Job 1 ▸ Could you reproduce, word for word, the part of the listing from the line with "surface is by providing the bounding box." up to and including the line with "[93,477,135,522]"?

• • • •

As the movie "I Don't Know How She Does It" comes out this Friday, I am reminded of how, well, naive, I was to the whole world of working momma. Heck, I was clueless as to what was going to happen during delivery and seeing animals born on the farm should have been a clue to me.
But, the role of working momma is a hard one. Yes, so is the role of stay at home mom. I really don't know how all of you women who stay home full-time don't go postal. Lord knows, my mother has reminded me that I am not cut out for staying home with my kids because I would go postal.
So, as I look back over the last six and a half years of working full-time, with five of those years with a 45+ mile commute, let me share some words of wisdom.
I can assure you of this. When you are at work, or worse yet, on a work trip in another state or country, you will feel guilty for not being with your child. When you are with your children you will feel guilty that you are not at some optional work event that you know is covered, but still feel like you should be there. Guilt. Guilt. Guilt.
Get over it though. Men don't feel guilt when they leave work early to go fish or stay a few extra days on a business trip to, oh yeah, fish instead of coming straight home to hear about the spelling test or third tooth that popped through while he was gone. They just do it.
I have probably gone above and beyond over compensating for the guilt I feel. I over commit at work to prove I am committed and then I let my kids do more activities than any sane mother should. I just don't want anyone coming back on me and saying if only you didn't work when I was growing up or if only you didn't have kids you would have gotten the promotion. But, I make my own choices and no one has guilted me into anything. It is all me.
You are going to feel guilty. Learn how to manage it and don't be too hard on yourself.
Buy a box of Kleenx and hide them in your car.
I work in a male dominated industry. I have been to meetings regarding the meat industry, and I have been one of three women in a room of 150 men. I have had two female bosses out of seven different bosses I have had. People don't want to see you cry. Or at least, that is the way I feel.
I have left at lunch to sit in the Wendy's parking lot with a large frosty and french fries from McDonald's and cried for 30 minutes after I had gotten a text that I missed the first steps taken by my kid for the second time. I obviously have used food for comfort in an unhealthy way too.
I have cried when leaving the kids at sitters. I have cried coming home from work because I am stuck in traffic because some idiot doesn't know how to drive in rain and all I want is my babies. I have cried because I am so angry that my husband wasn't tied to a job that kept him from missing everything I missed. I cried when my kids cried at first day drop offs. I cried when my kid called and left a voice mail to tell me he pooped in the toilet all by himself.

• • • •

Job 2 ▸ Quote the working-mom post from "I have probably" up to and including "hard on yourself.".

Given entries ▸
• • • •

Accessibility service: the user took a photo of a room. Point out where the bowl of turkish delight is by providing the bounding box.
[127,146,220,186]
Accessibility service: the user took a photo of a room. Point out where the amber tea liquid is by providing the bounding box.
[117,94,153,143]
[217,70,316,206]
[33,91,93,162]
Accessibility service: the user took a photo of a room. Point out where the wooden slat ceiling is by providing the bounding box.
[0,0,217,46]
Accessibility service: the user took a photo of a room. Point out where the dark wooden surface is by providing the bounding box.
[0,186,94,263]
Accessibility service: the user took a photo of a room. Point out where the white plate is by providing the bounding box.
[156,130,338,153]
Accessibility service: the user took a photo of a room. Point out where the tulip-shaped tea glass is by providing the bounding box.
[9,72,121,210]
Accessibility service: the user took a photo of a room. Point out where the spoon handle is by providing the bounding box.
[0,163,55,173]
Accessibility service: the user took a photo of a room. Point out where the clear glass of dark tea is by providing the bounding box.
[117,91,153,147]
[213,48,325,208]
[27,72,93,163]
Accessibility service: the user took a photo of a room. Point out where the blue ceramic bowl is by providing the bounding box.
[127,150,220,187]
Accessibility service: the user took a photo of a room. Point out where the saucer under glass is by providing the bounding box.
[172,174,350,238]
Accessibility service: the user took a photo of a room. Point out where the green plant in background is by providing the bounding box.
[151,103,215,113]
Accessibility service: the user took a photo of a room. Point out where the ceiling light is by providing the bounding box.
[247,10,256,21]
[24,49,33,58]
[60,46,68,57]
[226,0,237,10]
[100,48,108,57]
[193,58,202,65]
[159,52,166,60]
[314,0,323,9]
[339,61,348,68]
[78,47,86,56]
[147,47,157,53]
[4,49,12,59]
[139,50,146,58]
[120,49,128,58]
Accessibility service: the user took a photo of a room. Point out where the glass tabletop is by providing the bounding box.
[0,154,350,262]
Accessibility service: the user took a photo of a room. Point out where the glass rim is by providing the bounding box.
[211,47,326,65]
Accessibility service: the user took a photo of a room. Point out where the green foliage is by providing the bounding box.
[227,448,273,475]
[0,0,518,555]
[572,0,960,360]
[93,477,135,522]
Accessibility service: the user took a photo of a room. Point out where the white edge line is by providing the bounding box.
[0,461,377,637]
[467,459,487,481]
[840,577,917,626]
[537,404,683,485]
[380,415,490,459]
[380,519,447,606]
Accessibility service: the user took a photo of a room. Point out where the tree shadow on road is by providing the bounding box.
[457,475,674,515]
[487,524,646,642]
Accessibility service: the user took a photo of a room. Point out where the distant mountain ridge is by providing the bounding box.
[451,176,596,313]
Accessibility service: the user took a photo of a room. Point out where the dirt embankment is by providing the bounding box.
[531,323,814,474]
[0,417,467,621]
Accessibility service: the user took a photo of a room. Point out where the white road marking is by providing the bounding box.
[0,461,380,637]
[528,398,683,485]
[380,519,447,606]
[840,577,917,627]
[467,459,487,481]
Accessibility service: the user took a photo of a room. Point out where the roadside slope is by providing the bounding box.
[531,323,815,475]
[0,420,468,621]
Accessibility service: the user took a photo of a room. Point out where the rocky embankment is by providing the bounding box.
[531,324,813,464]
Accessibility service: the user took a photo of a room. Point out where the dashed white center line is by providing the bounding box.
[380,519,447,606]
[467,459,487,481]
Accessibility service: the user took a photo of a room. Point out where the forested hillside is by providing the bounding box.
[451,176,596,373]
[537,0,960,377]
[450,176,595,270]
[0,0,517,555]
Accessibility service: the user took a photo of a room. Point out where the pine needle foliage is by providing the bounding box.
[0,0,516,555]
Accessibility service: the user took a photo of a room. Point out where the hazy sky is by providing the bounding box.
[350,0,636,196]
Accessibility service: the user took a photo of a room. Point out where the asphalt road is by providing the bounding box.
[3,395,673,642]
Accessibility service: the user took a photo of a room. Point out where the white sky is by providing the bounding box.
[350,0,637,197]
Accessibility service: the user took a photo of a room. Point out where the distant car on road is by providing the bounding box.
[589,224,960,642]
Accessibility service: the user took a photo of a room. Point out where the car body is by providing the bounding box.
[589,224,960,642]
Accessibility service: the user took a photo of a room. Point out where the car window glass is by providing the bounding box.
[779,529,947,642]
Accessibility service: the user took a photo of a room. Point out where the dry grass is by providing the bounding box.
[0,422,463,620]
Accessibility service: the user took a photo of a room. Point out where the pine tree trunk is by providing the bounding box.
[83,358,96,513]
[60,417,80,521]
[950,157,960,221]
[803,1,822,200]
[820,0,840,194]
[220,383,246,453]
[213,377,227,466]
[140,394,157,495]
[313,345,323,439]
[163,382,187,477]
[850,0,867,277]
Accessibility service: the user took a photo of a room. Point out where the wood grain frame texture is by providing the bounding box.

• • • •

Response 1 ▸
Accessibility service: the user took a photo of a room. Point out where the dark wooden surface is by providing the bounding box.
[0,186,94,263]
Accessibility service: the user took a photo of a room. Point out where the white plate is by providing the bounding box.
[156,130,338,153]
Accessibility service: the user took a photo of a room. Point out where the tulip-shaped tea glass is by providing the bounding box.
[9,72,121,210]
Accessibility service: the user took a photo of a room. Point out where the spoon handle is by providing the bounding box.
[0,163,55,173]
Accessibility service: the user took a photo of a room. Point out where the clear glass of dark tea is by providing the bounding box.
[117,91,153,147]
[213,48,325,208]
[27,72,93,163]
Accessibility service: the user took a photo of a room. Point out where the blue ceramic bowl is by providing the bounding box.
[127,150,220,187]
Accessibility service: the user took a photo of a room. Point out where the saucer under glass is by providing the bounding box.
[172,174,350,238]
Accessibility service: the user took a photo of a room. Point out where the green plant in background is by providing the bounding box.
[151,103,215,113]
Accessibility service: the user took a photo of a room. Point out where the ceiling light is by providing the bounding box.
[247,10,256,21]
[24,49,33,58]
[60,46,68,57]
[226,0,237,10]
[100,48,108,57]
[193,58,202,65]
[159,52,166,60]
[314,0,323,9]
[339,61,348,68]
[78,47,86,56]
[147,47,157,53]
[4,49,12,59]
[139,50,146,58]
[120,49,128,58]
Accessibility service: the user took a photo of a room. Point out where the glass tabletop is by providing the bounding box.
[0,154,350,262]
Accessibility service: the user took a photo of a room. Point out where the glass rim is by providing the bounding box.
[211,47,326,65]
Accessibility service: the user took a photo of a room. Point out where the green foliage is by providing the bounding box.
[227,448,273,475]
[0,0,518,555]
[572,0,960,360]
[93,477,135,522]

Response 2 ▸
I have probably gone above and beyond over compensating for the guilt I feel. I over commit at work to prove I am committed and then I let my kids do more activities than any sane mother should. I just don't want anyone coming back on me and saying if only you didn't work when I was growing up or if only you didn't have kids you would have gotten the promotion. But, I make my own choices and no one has guilted me into anything. It is all me.
You are going to feel guilty. Learn how to manage it and don't be too hard on yourself.